— EXCERPT TO READ —
═══
Micro frontends in practice

Guest contribution by | 30.09.2021

Micro frontends are the logical continuation of microservices. Why are they used, what does a typical micro frontend application look like, which standards must be adhered to and how can they be implemented. You will find answers to these questions in this article.

Why micro frontends?

The professional decomposition of applications is one of the most important tasks of a software architect. At the latest since the publication of M. Fowler and J. Lewis, it is microservices1 that fulfil this task. E. Evans provided a tool for this as early as 2003 – 18 years ago – with Domain Driven Design2.

The tailoring of applications was always related to the domains involved and the “bounded context” to be mapped. Bounded context” is understood to be the restriction of a domain model that can be processed by a team. For example, in the sales area, all contacts, notes and offers belonging to a customer form a bounded context, while in accounting, the customer is understood to be the corresponding invoices and any reminders.

Micro frontends are the logical continuation of these considerations regarding the tailoring of business applications.

Evolution of architectures over time
Figure 1: Evolution of architectures over time

In order to structure enterprise applications and thus make them more manageable, applications were divided into the areas of user interface, business logic and persistence (databases) in the 1990s and early 2000s. Corresponding teams were created that looked after the respective area across domains.

It quickly became clear that this non-domain-specific division led to delays and multiple synchronisations between the teams. Time and again, changes in the business logic were not implemented by the responsible database teams, because the database teams set priorities differently from the teams implementing the business logic.

So they tried to bring business logic and persistence together and merge them in the respective domain. To ensure the necessary data exchange anyway, Enterprise Service Bus (ESB) systems were introduced at this time in the later 2000s. This development led to microservice architectures in which the business logic is implemented together with persistence in a “bounded context” (cf. Eric Evans). However, in the course of development, the heavyweight ESBs had to be replaced by event buses. Bounded context means a function of a domain that can be fully implemented by the microservice. Implementation of these contexts or functions can be done by a single team to minimise dependencies on other teams.

However, the user interface was “stuck” as a monolith on top of the microservices. Integrating the user interfaces into the microservice world as well led to several challenges. In particular, the diversity of implementations for the user are usually unacceptable. Therefore, the monolithic user interface (UI) has lasted for a long time.

However, such a monolithic user interface poses the same challenges to the software as an overall monolith:

  • difficult to understand,
  • difficult to maintain,
  • high communication overhead with business logic teams.

The logical answer to these issues is micro frontends. Micro frontends are co-developed in the respective “bounded context” teams (cf. also Two Pizza Rule). This means that each functional team co-develops the user interface as a micro frontend of its function. All functions of all domains are made available to the user via an integration layer. I would like to illustrate the corresponding procedure and the technical challenges with an example.

Micro frontends – a practical example

Let’s imagine a customer portal of a large insurance company. Customers can log in and view their current contracts. Let’s imagine a customer who has just moved house. She needs contracts for her newly built house, so she sees corresponding offers and the appointment with her representative where she wants to discuss these offers. She also has current claims notices from her home contents insurance and her health insurance that have not yet been settled. She can also see the status for the corresponding claims notifications. A sketch/scribble of such a user interface may look something like this:

Example of a simple customer portal for an insurance company

Figure 2: Example of a simple customer portal for an insurance company

The individual areas come from different domains and serve different sub-domains, as shown in Figure 2.
═══
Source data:
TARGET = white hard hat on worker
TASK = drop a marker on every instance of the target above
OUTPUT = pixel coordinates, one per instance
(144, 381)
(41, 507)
═══
Reproduce the passage of the micro frontends article between "Micro frontends in" and "Why micro frontends?", inclusive.

Micro frontends in practice

Guest contribution by | 30.09.2021

Micro frontends are the logical continuation of microservices. Why are they used, what does a typical micro frontend application look like, which standards must be adhered to and how can they be implemented. You will find answers to these questions in this article.

Why micro frontends?